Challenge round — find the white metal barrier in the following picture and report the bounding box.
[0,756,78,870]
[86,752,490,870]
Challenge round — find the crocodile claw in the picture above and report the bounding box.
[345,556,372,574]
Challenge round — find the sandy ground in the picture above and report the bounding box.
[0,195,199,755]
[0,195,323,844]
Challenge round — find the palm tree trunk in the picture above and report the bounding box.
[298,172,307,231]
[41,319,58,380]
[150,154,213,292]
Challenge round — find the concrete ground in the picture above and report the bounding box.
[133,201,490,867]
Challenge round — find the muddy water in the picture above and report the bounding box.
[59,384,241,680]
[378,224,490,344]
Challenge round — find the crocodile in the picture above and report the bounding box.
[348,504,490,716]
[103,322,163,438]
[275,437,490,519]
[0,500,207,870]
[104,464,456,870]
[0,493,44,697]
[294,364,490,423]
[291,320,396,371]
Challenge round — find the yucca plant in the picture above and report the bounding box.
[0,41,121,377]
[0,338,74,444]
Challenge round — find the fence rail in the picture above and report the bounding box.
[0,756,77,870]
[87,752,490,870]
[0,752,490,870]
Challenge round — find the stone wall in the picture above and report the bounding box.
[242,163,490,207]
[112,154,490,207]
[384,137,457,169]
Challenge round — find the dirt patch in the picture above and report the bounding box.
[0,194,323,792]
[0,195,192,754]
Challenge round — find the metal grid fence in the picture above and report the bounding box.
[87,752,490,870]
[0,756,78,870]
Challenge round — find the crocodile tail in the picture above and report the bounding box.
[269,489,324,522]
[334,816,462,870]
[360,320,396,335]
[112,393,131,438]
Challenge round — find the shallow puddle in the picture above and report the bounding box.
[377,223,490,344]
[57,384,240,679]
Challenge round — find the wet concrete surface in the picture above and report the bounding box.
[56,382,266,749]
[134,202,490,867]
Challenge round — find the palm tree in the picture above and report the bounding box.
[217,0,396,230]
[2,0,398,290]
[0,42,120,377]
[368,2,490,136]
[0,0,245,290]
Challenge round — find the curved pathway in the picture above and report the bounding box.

* * *

• **GIVEN INSTRUCTION**: Copy out the data from its first line through the line with "[0,195,323,844]", including both of those lines and reproducing each one character for character.

• **RESULT FOR THIS EXERCISE**:
Challenge round — find the white metal barrier in the following picture and report the bounding box.
[0,756,78,870]
[86,752,490,870]
Challenge round — find the crocodile claw in the picture above and report the bounding box.
[345,556,372,574]
Challenge round — find the sandy ground in the picture above and report the bounding box.
[0,195,199,755]
[0,195,323,844]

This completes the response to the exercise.